Available records>
::::::::
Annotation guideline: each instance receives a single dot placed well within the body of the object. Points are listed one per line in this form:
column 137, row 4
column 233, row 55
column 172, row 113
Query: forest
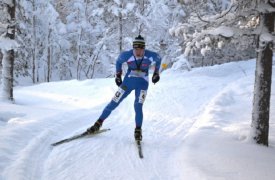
column 44, row 41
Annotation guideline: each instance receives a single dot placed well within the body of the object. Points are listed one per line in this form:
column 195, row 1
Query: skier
column 138, row 60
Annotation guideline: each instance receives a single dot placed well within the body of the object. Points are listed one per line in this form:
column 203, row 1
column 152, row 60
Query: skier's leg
column 140, row 95
column 122, row 93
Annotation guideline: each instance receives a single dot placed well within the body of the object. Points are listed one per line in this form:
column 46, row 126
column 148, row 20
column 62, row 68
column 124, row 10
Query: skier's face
column 139, row 52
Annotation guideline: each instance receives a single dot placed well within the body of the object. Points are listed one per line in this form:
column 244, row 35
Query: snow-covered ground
column 196, row 126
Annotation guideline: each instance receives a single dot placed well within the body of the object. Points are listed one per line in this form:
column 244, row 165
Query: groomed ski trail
column 114, row 151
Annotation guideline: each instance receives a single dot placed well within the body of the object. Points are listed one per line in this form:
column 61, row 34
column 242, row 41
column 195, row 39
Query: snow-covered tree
column 234, row 21
column 7, row 46
column 204, row 44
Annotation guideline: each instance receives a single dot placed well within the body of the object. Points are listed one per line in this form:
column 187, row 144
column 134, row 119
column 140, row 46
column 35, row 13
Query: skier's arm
column 120, row 60
column 157, row 59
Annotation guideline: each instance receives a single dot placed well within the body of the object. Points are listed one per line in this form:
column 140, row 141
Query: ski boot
column 95, row 127
column 138, row 134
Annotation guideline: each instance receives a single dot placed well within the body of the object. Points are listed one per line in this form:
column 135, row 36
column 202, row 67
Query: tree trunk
column 35, row 77
column 8, row 59
column 262, row 87
column 120, row 28
column 49, row 56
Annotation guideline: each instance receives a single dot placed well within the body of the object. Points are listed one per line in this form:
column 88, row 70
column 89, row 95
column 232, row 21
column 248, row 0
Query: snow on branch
column 8, row 2
column 212, row 19
column 7, row 44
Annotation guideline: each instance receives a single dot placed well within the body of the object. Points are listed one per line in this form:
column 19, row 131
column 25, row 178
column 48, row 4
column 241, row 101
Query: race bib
column 118, row 95
column 142, row 96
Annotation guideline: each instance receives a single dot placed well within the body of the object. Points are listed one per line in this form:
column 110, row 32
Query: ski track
column 115, row 150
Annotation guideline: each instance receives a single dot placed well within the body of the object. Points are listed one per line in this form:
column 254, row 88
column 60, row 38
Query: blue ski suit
column 136, row 79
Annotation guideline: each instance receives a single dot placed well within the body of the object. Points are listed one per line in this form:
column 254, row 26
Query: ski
column 79, row 136
column 140, row 153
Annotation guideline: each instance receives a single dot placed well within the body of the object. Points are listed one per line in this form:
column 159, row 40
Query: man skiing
column 138, row 60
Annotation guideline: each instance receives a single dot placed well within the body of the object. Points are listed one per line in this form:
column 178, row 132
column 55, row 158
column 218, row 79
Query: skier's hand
column 118, row 78
column 155, row 77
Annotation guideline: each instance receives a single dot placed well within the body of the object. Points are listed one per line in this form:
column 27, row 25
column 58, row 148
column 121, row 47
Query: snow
column 222, row 30
column 196, row 126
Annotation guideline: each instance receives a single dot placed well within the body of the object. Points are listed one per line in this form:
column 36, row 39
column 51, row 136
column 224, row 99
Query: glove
column 118, row 78
column 155, row 78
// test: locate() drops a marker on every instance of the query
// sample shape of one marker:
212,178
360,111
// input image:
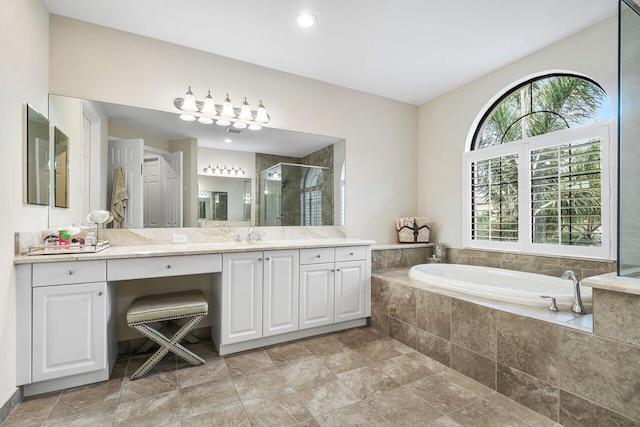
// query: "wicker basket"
422,234
406,235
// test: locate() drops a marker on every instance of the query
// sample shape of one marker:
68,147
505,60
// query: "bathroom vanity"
263,293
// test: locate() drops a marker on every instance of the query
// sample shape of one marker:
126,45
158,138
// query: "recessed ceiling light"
306,19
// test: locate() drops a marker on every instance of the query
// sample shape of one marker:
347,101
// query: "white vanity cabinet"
72,331
333,291
280,292
69,330
259,295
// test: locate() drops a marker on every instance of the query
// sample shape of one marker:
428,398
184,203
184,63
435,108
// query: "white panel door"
128,154
69,330
350,290
316,295
153,194
241,305
280,292
173,195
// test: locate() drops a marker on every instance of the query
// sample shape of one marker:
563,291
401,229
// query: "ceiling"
170,127
408,50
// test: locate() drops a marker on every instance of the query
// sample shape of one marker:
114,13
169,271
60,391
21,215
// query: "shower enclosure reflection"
629,159
296,194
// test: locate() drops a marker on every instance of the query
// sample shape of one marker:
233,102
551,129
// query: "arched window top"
542,105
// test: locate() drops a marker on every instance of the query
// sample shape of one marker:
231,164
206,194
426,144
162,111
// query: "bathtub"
498,284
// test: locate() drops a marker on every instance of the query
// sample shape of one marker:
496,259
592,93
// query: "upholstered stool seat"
158,308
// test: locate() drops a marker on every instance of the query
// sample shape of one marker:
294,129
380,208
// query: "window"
311,197
537,175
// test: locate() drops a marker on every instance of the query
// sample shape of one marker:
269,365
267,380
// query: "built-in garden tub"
498,284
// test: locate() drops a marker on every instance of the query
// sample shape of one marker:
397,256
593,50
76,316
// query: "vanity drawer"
69,272
316,255
165,266
351,253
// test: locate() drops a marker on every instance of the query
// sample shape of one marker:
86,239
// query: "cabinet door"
241,305
316,295
350,290
281,281
69,330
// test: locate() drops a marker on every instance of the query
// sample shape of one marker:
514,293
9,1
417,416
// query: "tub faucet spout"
577,306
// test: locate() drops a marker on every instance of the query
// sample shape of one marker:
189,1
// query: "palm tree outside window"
537,174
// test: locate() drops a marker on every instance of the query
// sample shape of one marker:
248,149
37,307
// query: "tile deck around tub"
354,377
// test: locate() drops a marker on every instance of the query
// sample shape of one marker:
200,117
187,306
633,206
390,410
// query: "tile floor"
355,377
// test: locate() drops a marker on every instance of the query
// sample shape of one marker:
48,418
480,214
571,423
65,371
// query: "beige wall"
93,62
124,132
445,122
24,73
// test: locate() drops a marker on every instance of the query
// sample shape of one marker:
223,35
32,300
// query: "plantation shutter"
494,199
566,195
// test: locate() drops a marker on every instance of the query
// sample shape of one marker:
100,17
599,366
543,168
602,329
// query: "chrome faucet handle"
577,306
553,306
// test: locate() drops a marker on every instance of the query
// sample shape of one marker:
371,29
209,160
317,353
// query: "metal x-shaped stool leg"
167,345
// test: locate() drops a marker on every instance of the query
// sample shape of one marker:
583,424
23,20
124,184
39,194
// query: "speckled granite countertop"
613,282
146,251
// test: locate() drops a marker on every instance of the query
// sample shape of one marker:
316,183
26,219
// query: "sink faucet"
577,306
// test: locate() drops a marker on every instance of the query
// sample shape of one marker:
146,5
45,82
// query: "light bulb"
209,106
227,108
245,111
261,114
189,102
188,117
306,19
205,120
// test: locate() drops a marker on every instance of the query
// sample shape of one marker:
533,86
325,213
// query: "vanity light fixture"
306,19
223,171
208,112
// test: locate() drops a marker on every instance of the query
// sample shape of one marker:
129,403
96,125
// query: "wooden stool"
159,308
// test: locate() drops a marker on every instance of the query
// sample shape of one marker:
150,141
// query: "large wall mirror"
189,174
61,168
38,158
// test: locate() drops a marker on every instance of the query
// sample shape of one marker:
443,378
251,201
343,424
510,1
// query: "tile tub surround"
547,265
566,374
306,382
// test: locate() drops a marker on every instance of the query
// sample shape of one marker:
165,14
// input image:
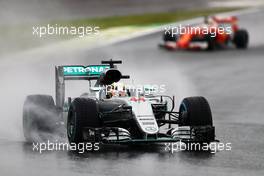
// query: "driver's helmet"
118,90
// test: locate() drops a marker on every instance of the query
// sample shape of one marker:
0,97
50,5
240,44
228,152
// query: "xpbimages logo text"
213,147
64,146
49,30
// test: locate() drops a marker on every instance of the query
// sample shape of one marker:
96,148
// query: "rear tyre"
39,117
168,37
83,112
241,39
196,113
211,45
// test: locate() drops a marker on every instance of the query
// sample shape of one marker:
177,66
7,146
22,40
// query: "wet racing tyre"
196,113
241,39
168,37
39,117
83,112
211,45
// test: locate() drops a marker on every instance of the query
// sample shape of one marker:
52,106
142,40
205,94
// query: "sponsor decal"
90,70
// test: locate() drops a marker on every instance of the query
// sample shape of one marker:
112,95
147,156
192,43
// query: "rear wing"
74,72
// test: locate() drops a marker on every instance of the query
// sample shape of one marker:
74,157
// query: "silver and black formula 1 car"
115,117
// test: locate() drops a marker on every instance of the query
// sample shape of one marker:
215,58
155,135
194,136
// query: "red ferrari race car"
216,32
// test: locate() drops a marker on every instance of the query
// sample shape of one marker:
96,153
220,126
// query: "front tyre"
196,113
40,117
83,113
241,39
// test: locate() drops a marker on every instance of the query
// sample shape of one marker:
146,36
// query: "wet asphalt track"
232,80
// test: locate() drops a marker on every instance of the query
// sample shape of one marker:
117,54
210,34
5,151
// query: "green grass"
144,19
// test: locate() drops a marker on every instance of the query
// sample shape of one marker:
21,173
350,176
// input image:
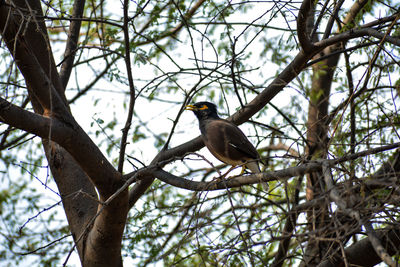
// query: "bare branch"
72,42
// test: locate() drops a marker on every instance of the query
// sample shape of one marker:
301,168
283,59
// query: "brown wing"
228,143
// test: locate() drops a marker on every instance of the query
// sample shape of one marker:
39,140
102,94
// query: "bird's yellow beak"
190,107
193,107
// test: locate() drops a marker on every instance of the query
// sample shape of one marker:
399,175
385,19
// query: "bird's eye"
203,107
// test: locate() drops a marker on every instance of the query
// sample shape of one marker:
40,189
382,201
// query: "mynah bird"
224,139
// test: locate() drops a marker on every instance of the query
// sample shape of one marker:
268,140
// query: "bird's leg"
243,169
225,174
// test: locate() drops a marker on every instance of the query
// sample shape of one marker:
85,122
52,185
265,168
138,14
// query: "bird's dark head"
204,110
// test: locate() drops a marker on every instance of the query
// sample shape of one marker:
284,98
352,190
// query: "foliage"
227,52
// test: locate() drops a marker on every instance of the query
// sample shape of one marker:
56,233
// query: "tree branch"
72,42
302,33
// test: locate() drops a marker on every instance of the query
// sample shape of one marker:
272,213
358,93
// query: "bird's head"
204,110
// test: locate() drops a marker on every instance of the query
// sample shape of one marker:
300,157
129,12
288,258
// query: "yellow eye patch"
203,107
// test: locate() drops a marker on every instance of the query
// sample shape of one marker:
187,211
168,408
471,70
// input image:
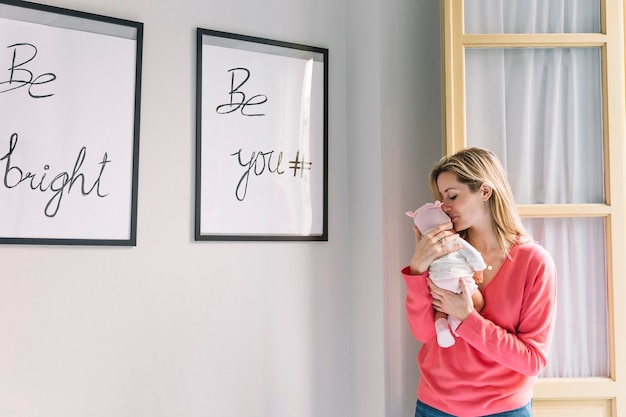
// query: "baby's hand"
478,277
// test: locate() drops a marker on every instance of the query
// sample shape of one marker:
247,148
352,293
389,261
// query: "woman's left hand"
459,306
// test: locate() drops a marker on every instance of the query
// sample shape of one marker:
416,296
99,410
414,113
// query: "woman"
498,354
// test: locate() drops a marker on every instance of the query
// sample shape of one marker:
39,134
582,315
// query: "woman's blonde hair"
475,167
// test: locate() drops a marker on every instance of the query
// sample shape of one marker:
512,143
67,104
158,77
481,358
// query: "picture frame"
69,143
261,139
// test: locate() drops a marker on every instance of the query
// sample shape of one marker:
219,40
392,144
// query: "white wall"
395,136
175,328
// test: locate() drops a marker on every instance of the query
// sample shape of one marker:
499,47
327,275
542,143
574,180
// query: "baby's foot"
445,338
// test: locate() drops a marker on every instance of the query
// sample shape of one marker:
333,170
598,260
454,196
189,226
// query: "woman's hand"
459,306
431,246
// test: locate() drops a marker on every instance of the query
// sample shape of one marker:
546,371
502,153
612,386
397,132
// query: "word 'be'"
20,76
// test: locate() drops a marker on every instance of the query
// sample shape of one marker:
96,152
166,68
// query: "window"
541,83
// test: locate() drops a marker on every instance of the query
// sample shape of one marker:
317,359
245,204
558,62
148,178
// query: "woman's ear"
486,190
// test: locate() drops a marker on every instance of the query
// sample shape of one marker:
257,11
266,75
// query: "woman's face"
465,208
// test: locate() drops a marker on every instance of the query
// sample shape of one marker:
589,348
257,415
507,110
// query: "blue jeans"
423,410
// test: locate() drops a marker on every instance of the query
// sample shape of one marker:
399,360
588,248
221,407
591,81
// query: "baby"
445,272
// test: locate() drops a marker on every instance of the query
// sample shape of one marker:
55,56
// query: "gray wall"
175,328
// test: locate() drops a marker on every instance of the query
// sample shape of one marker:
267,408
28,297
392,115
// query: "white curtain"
540,111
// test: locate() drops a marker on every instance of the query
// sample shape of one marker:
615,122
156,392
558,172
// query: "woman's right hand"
431,246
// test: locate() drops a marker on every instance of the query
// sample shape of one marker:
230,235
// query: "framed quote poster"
70,87
261,139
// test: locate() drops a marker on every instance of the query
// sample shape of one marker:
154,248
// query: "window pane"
580,343
532,16
540,111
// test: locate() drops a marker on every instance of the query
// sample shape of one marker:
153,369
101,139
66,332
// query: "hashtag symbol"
298,164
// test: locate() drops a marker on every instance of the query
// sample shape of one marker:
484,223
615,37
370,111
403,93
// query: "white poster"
68,135
261,162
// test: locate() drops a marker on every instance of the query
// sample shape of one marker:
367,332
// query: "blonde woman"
499,352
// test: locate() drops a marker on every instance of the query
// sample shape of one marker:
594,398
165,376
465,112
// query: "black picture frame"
261,139
69,142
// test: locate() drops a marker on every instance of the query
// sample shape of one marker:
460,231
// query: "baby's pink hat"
428,216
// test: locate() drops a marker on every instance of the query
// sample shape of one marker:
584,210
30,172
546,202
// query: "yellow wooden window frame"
606,395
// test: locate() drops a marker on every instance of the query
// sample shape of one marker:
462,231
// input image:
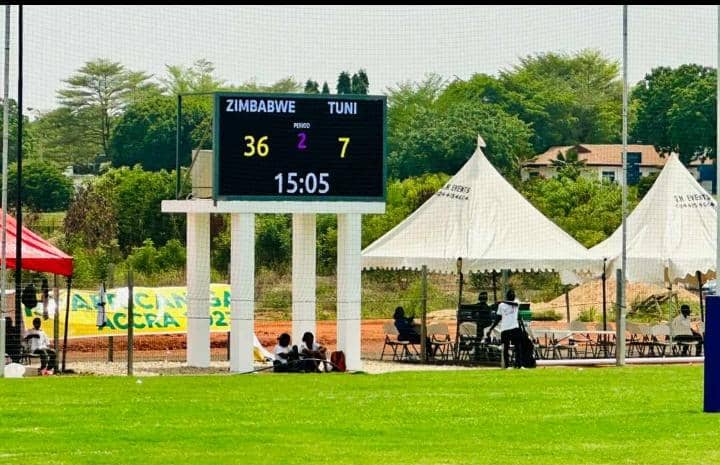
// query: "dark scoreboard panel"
299,147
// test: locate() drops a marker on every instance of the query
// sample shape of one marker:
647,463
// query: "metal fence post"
131,322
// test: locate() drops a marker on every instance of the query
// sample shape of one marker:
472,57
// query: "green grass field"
634,415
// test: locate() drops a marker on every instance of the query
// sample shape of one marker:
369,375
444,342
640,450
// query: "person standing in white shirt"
507,312
40,345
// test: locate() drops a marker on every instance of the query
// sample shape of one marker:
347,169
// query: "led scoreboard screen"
299,147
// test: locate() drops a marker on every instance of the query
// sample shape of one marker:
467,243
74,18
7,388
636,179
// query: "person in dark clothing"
405,327
12,340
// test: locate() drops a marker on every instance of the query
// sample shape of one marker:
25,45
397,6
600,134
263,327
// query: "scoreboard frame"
217,196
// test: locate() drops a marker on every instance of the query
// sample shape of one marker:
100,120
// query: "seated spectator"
312,350
683,331
406,328
285,356
40,345
12,340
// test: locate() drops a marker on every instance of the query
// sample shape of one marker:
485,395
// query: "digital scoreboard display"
299,147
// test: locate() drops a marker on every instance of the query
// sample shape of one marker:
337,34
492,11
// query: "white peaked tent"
670,234
479,217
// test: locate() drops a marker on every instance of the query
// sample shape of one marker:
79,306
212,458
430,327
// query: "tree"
360,83
136,196
45,188
344,86
587,209
12,128
437,141
91,219
200,77
675,110
99,91
146,132
312,87
61,136
568,99
568,164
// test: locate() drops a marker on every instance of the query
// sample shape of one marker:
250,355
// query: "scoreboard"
299,147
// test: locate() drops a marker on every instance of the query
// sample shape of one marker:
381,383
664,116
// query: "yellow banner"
158,310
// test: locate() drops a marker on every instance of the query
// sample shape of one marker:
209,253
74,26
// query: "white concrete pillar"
304,275
348,289
242,291
198,289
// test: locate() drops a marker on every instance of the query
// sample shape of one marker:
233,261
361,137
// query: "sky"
393,44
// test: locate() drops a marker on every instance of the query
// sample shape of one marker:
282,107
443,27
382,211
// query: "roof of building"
600,155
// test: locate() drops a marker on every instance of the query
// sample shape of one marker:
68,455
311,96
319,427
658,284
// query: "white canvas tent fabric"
481,218
670,234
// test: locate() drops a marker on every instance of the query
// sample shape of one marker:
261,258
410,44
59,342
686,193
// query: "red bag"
337,359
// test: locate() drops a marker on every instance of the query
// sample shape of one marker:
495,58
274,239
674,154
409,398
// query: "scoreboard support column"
242,291
304,272
198,289
348,289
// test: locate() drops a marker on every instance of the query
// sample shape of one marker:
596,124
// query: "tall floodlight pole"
18,201
620,320
6,109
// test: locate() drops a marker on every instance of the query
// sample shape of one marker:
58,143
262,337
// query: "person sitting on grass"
40,345
285,356
309,349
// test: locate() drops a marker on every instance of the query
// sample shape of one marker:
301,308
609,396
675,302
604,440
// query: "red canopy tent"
37,253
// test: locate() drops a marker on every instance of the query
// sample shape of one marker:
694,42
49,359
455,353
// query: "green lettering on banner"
140,303
79,303
118,323
163,302
151,319
169,320
137,321
108,324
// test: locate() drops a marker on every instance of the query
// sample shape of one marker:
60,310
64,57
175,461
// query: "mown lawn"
634,415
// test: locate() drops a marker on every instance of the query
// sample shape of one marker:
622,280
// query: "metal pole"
604,279
423,320
702,312
131,322
178,138
620,321
3,260
494,287
67,325
18,201
567,302
111,340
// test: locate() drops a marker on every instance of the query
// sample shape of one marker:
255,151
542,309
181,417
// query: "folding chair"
390,330
440,342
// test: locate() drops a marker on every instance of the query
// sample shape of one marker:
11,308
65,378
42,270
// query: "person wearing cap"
284,354
684,333
507,313
309,349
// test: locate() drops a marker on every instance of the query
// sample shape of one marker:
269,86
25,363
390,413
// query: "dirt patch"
589,295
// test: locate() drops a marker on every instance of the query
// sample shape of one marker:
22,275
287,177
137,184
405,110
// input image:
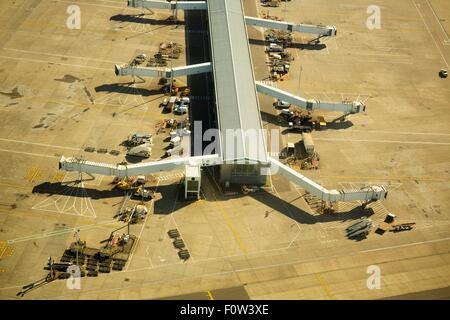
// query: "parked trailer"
308,142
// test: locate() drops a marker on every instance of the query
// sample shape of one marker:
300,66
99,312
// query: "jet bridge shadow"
73,189
303,217
141,19
332,125
127,88
296,45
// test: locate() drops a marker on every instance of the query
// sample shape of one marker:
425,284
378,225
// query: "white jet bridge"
322,31
237,105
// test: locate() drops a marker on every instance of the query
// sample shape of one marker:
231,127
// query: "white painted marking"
61,55
385,141
428,29
57,63
39,144
28,153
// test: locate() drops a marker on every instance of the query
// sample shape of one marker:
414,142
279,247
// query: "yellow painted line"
227,219
325,287
58,177
5,250
16,186
404,178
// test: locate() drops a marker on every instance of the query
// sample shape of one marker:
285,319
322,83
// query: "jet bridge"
172,5
124,170
128,170
371,193
126,70
329,31
345,107
237,104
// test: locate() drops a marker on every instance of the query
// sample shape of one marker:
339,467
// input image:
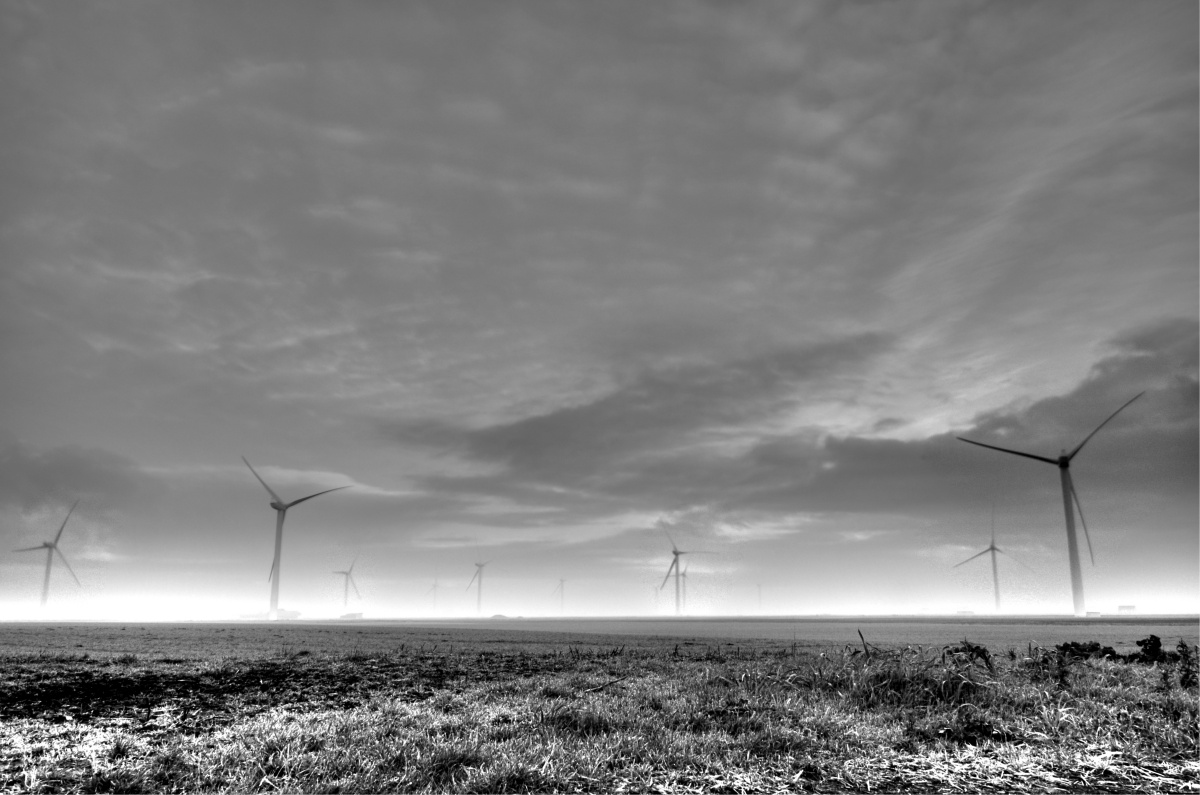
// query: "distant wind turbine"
1068,495
51,548
479,590
347,581
433,590
993,549
281,509
675,567
561,590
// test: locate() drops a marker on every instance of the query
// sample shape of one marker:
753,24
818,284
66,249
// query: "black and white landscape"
531,284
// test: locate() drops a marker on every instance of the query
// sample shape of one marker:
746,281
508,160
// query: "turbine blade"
269,490
297,502
1083,521
673,548
1072,454
1015,560
69,566
1005,449
971,559
65,521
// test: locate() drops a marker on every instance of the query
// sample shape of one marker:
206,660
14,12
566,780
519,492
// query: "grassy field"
561,717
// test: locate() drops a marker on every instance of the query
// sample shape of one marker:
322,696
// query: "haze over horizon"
543,280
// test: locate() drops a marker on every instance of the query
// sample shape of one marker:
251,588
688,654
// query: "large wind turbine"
433,590
51,548
281,509
479,590
993,549
561,590
675,567
1068,495
347,581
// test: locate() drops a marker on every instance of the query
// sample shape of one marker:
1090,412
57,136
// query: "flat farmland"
601,706
259,639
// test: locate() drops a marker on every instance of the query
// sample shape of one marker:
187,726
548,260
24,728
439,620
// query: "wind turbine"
347,581
1068,495
433,590
281,509
51,548
479,590
675,567
561,590
993,549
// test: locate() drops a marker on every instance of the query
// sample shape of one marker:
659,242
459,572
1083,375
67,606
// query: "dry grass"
900,719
::::::::
Your instructions>
Write out exactly and only the lines that run from the start of the data above through the line containing "column 61, row 34", leaving the pictures out.

Result for this task>
Annotation guideline: each instance receives a single dot placed well within the body of the object. Points are listed one per line in this form:
column 137, row 4
column 233, row 55
column 172, row 113
Query: forest
column 44, row 41
Annotation guideline: each instance receives a single dot placed well within the body of the object. Points are listed one per line in this form:
column 195, row 1
Query: skier
column 138, row 60
Annotation guideline: each instance receives a single dot placed well within the body of the object. Points are listed one per line in this form:
column 203, row 1
column 152, row 60
Query: skier's leg
column 140, row 95
column 122, row 93
Annotation guideline: each instance receives a single dot placed well within the body of the object. Points are listed one per line in this form:
column 46, row 126
column 148, row 20
column 62, row 68
column 124, row 10
Query: skier's face
column 139, row 52
Annotation guideline: each instance receives a single dot placed well within the body of the object. Points are listed one per line in this form:
column 244, row 35
Query: snow-covered ground
column 196, row 126
Annotation guideline: each instance receives a single dot placed well within the body of the object. Points are listed one per line in this form:
column 244, row 165
Query: groomed ski trail
column 114, row 151
Annotation guideline: each instance receives a single dot placed well within the body of the object. Points are listed one per line in this form:
column 61, row 34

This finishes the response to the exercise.